▸ Required actions
- A) In the article on generative AI in business, translate this sentence into Spanish: "Programmers facing time or resource pressure can ask ChatGPT to write and debug code."
- B) Carry on the article about generative AI in business, picking up after its last sentence.

▸ Exercise passage
○ ○ ○ ○ ○

In 2022, we published our Tech Trends 2023 Radar. In it we identified generative AI as the top trending topic for businesses to follow.
A year later, the technology has mushroomed. Applications such as OpenAI’s ChatGPT are dominating headlines and breaking into mainstream use.
We have consulted with businesses in a variety of industries to assess the size and scope of generative AI’s potential. We’ve learned that, as progress continues unchecked, there are a variety of opportunities and threats facing businesses and their clients regarding the phenomenal growth of the technology.
OpenAI’s interface offers many exciting possibilities for enterprise use, but there are a number of limitations that business users should be aware of before integrating the application into their everyday systems and processes.
At the highest level there hasn’t yet been any definitive ruling on the role governments and other entities are to play in protecting citizens and organizations from liability and misuse. (For example, the potential expansion of what is covered in the European Union’s Digital Services Act.) ChatGPT is a professional toolkit that requires dedicated resources put towards training and governance in the corporate context.
IP and copyright law as it relates to artificial intelligence poses many questions around authorship and eligibility. Even AI-assisted rather than AI-created works may not enjoy legal protection. It also raises the question of whether IP-protected works were used in training the AI.
Like a search engine, ChatGPT gathers information from across the internet, and internally from corporate data, to compose its outputs. But without a verification method built in, some of the research it uses to answer questions is outdated, inaccurate, or at worst, complete fiction – issues which can negatively affect output.
Through no fault of their own, humans generating the data to train an AI may be operating with an unconscious bias, or unwittingly misrepresenting a full data set. This can lead to AI systems operating with the same biases as they write content or analyze synthetic data.
When feeding the algorithm with specific, high-quality data, the business potential of ChatGPT can be maximized. This is where we advise clients on finding the right use cases.
Despite these concerns, there are still countless uses for ChatGPT which can potentially benefit businesses, saving time and valuable resource with efficient text outputs.
A retailer that’s expanding product lines to incorporate hundreds or even thousands of unique products can use generative AI to populate the platform with optimized product names and tags, using only the product description and relevant features like size and color.
Workers trying to present long, drawn-out pieces of information can input them into the AI and ask for a summary, provided they then double-check the results for accuracy.
Programmers facing time or resource pressure can ask ChatGPT to write and debug code. Alongside the pieces of code, the tool can describe the role that each piece of code plays within the whole.
The tool has already shown itself to have myriad uses. But when it comes to realizing the potential of generative AI, ChatGPT is only the start. We think generative AI has a place at the heart of enterprise, helping businesses create efficiencies and save big on costs. But the issues around governance must first be addressed before the hype can swallow up our chances of a well-oiled AI/business interface.

○ ○ ○ ○ ○

▸ Stored data
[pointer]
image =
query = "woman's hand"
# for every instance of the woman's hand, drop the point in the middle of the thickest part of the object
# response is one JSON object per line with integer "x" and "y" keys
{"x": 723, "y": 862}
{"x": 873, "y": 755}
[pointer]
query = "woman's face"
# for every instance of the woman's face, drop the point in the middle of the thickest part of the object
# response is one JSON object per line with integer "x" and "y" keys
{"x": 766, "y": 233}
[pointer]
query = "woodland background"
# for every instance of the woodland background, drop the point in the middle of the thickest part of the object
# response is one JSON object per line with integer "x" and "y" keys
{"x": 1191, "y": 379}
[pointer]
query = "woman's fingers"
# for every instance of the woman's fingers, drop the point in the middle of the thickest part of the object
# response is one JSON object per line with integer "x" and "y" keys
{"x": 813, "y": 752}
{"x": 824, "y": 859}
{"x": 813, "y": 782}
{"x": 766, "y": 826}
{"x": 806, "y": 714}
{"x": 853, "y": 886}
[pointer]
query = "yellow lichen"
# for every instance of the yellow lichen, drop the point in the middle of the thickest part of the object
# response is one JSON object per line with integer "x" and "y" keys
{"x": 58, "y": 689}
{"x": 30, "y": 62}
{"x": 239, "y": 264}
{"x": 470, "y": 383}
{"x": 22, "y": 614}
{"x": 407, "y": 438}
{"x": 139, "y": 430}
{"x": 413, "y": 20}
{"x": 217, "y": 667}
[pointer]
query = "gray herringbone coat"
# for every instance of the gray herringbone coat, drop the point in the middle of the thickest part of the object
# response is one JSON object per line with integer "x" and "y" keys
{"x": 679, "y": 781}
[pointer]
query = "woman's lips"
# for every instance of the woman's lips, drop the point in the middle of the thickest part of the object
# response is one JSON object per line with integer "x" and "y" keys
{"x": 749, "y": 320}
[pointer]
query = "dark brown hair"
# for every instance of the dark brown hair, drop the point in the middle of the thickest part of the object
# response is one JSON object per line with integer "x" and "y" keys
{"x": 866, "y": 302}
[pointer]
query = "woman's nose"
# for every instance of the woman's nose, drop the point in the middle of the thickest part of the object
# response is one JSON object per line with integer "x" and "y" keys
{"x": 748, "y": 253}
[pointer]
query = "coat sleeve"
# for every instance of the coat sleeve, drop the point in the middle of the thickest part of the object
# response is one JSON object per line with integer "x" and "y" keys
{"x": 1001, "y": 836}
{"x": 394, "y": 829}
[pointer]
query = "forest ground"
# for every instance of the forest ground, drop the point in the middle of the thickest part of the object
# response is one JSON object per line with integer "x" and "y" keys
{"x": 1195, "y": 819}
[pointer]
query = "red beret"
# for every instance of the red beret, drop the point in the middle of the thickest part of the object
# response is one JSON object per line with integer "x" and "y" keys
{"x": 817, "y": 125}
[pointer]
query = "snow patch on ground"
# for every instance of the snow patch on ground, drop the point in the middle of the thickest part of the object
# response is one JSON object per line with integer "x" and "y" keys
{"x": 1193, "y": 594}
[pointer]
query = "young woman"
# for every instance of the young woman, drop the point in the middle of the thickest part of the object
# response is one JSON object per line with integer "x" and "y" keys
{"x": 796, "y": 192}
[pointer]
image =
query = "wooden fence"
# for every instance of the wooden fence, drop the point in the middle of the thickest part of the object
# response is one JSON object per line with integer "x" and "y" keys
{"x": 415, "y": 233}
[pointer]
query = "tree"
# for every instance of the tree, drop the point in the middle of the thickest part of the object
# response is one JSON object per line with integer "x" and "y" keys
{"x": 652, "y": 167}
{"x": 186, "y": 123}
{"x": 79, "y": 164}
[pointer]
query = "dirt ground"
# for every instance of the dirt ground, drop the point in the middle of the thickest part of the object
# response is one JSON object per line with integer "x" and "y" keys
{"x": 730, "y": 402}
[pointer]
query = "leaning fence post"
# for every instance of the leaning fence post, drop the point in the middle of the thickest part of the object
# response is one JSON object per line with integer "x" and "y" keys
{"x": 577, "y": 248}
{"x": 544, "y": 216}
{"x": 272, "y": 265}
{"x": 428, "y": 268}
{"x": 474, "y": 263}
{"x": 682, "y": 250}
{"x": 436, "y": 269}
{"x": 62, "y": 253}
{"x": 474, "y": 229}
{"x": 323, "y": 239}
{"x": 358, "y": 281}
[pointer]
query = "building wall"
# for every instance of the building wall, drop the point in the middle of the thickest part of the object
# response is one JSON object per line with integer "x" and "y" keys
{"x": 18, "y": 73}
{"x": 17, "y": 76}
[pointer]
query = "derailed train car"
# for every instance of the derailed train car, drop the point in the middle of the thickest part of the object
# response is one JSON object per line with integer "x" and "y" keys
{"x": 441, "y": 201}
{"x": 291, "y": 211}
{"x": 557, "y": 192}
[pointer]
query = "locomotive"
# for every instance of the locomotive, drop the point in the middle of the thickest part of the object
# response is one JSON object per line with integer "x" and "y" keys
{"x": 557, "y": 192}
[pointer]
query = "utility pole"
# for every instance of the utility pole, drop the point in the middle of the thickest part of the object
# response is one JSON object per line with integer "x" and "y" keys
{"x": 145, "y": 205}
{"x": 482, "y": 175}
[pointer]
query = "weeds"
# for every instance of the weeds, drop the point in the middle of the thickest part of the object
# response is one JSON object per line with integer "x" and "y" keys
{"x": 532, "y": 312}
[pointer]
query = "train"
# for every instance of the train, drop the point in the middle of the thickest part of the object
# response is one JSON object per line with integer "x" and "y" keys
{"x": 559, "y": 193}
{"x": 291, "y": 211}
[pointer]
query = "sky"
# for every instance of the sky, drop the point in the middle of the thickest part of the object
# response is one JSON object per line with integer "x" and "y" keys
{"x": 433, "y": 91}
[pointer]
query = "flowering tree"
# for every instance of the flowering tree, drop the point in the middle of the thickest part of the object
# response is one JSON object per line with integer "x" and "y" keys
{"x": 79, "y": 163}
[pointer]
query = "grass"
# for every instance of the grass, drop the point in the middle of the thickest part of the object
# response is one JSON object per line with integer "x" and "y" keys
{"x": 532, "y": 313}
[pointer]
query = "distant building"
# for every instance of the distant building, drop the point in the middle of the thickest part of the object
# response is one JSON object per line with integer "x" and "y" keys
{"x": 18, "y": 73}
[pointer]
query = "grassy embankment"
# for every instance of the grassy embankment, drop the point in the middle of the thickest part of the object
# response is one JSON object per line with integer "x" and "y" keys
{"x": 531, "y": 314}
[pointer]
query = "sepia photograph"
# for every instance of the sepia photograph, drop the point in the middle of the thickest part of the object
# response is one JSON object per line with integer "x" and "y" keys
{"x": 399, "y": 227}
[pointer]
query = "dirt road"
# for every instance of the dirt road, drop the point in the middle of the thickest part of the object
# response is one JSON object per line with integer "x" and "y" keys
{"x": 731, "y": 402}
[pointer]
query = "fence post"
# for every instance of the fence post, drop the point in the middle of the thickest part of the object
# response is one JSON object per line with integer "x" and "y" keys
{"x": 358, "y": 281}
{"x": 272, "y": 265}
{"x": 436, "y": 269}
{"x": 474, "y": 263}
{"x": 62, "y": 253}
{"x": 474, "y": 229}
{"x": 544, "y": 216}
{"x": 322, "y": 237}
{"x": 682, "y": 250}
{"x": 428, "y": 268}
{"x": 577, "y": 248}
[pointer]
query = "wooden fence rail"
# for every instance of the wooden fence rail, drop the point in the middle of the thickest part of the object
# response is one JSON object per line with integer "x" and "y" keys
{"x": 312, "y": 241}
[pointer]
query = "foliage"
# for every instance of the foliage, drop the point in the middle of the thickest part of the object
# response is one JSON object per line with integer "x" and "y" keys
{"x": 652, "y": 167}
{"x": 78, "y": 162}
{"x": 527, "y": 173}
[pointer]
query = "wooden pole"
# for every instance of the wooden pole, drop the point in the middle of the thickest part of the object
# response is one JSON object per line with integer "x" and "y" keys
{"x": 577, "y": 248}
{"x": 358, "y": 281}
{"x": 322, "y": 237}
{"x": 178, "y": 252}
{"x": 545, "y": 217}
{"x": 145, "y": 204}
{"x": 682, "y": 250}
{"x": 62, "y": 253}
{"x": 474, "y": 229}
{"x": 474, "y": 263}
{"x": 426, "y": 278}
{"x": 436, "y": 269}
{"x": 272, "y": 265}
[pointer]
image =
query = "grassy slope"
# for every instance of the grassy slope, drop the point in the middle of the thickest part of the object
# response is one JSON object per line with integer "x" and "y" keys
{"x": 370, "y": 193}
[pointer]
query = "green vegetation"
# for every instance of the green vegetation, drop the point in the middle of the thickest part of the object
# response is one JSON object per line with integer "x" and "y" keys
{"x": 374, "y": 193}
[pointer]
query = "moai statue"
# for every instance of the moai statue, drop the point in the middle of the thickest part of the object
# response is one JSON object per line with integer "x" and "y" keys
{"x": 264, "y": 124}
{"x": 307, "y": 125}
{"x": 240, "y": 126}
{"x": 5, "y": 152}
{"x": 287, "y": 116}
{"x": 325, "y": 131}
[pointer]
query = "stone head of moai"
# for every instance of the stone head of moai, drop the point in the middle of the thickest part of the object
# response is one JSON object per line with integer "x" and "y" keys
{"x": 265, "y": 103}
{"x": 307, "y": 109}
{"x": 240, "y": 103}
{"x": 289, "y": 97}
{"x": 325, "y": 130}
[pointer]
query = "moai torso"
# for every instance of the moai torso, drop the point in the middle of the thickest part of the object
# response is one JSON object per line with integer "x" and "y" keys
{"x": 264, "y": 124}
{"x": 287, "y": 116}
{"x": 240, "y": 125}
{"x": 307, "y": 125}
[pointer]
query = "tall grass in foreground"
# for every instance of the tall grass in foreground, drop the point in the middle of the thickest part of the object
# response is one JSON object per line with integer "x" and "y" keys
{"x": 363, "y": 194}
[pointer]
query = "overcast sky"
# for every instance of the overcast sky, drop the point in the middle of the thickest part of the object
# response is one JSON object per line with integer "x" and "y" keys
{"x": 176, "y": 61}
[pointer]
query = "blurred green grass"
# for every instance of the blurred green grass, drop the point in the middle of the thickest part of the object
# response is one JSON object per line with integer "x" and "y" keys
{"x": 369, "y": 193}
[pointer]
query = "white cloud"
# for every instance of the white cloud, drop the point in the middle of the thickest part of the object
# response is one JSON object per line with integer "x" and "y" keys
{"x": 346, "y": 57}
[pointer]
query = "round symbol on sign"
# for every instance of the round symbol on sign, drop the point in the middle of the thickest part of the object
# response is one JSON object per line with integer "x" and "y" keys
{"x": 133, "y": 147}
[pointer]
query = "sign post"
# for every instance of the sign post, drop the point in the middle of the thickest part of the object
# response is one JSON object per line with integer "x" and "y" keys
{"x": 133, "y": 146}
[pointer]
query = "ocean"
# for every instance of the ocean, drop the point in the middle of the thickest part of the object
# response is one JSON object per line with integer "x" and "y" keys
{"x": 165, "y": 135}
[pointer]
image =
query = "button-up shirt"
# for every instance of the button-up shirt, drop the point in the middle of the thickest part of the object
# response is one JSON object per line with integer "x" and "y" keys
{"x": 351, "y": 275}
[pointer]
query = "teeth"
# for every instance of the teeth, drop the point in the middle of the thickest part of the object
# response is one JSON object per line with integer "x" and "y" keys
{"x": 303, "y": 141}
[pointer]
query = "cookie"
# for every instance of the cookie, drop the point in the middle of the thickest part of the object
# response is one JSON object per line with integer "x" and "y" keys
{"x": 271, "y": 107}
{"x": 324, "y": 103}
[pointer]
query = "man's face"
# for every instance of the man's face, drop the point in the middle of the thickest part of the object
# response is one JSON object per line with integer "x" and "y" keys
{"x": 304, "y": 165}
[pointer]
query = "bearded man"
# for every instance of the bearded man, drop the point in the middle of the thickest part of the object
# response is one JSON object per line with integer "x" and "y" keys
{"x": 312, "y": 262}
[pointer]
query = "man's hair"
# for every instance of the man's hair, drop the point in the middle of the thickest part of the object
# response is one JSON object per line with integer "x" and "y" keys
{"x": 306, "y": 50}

○ ○ ○ ○ ○

▸ Answers to the exercise
- A) Los programadores que enfrentan presión de tiempo o de recursos pueden pedirle a ChatGPT que escriba y depure código.

- B)
Some of these tools have been more steadily integrated into business use, based on having a more concrete purpose and a firm set of controls that more narrowly define the extent of their operations. Others are prone to misuse and could potentially cause massive damage in a corporate context – specifically DeepFaceLab. ChatGPT should be the wake-up call that businesses need: employees are already deep into exploring its uses, so move at light speed to prioritize the definition and enforcement of controls.
There is still time for a more advanced, more sophisticated and even more accurate generative AI service than ChatGPT to emerge. For example, unlike always-on search engines, ChatGPT is not ‘smart’ – it doesn’t carry an internet connection. This means its database of information isn’t yet regularly updated. It cannot provide answers based on queries like ‘what time is it?’, nor can it provide the most up-to-date information. That being said, a fully connected version can’t be far away.
A recent release shows another quantum leap in ChatGPT potential – a team at Together has unleashed an open-source version under the Apache 2.0 license – with 20 billion parameters and trained on 43 million instructions.
On a global level, some countries are putting policies in place to protect employees, employers and markets against some of the more pressing potential challenges of AI, like “risks to human freedom and autonomy” and “consumer protection”.
The European Union is using ‘horizontal’ legislation to ringfence a broad level of regulation around the different applications of artificial intelligence. This means it hasn’t ruled anything permanently in or out; it’s a framework that’s flexible enough to adjust expectations as the technology develops and more entities become involved. On the other hand, we’ve seen China take a more ‘vertical’ approach by enforcing laws around specific use cases of AI, to protect workers and clamp down on price fixing.
We continue to consult with businesses on the potential strengths and weaknesses of a robust response to generative AI’s integration into the workplace. Our desire is to see companies equipped with the tools, as well as the knowhow, to keep a tight rein over ChatGPT and similar platforms, and usher in the next technological revolution on their own terms.